- What to produce -
Transfer every line from the first one through the line containing "346 353 441 439", subtracting 78 from each bounding box coordinate in the answers. Leave the pictures out.

-------- Data for this task --------

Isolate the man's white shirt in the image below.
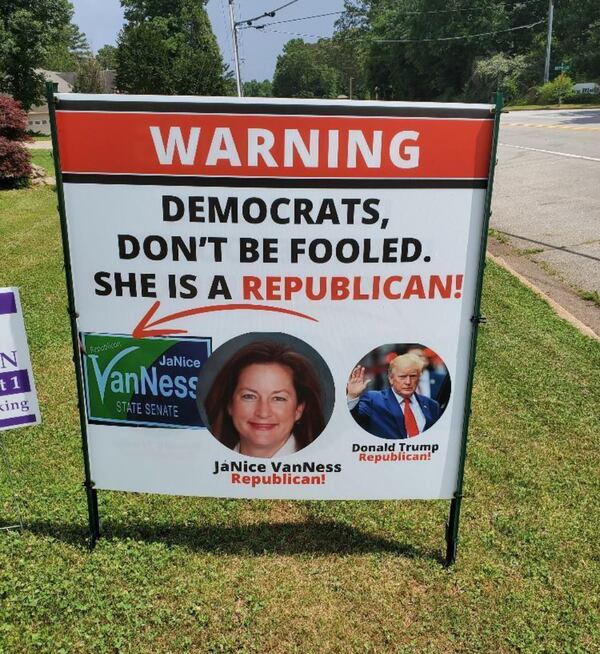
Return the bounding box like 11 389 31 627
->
346 388 426 433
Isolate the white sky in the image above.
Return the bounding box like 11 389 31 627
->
71 0 344 81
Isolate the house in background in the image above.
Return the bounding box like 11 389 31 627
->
27 68 115 134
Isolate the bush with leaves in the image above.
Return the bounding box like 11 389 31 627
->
0 96 31 188
537 75 573 104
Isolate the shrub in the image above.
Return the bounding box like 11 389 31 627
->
538 75 573 104
0 136 31 188
0 97 31 188
0 96 28 141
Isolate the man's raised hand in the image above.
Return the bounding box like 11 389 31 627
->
346 366 371 400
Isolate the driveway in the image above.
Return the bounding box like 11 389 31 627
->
491 109 600 333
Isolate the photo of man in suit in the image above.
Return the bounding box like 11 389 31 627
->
346 353 441 439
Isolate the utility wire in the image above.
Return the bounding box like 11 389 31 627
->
237 0 298 26
239 0 537 29
253 18 546 43
240 11 344 30
373 18 546 43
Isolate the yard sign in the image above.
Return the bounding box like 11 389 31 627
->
53 89 499 559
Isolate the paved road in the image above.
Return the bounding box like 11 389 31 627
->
491 109 600 298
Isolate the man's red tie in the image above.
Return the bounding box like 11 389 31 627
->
404 398 419 438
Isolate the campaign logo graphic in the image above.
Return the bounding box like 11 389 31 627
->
82 334 211 429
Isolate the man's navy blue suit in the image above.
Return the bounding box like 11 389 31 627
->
351 388 440 438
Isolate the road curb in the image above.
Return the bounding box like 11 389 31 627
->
487 251 600 341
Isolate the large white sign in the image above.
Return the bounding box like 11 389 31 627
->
0 288 41 431
56 95 493 499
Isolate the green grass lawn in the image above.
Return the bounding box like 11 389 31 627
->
29 150 54 177
0 187 600 654
505 103 600 111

--------

- Answer to the problem -
Isolate the man's white shirt in the image below.
Return the bounding box like 11 389 31 627
->
268 310 348 355
Isolate the white sky in the image above.
Return the bounding box like 11 389 31 627
->
-7 -78 266 3
Isolate the house in background in the image above.
Return the bounding box like 11 389 31 627
->
-51 -10 37 56
Isolate the bush with leaves in the image above.
Return the bounding box like 11 389 31 627
->
-78 18 -47 110
459 -3 495 26
Isolate the shrub in the image above.
Return the bounding box like 11 389 31 627
->
460 -3 495 26
-78 58 -47 110
-78 19 -47 110
-78 18 -50 63
Isolate the man's raised hand in the image above.
Return the bounding box like 11 389 31 627
->
268 288 293 322
Isolate the driveway in the image above.
Return the bounding box like 11 389 31 627
->
413 31 522 255
Isolate the photo of man in suit in the image above.
Return the bounding box like 11 389 31 627
->
268 275 363 361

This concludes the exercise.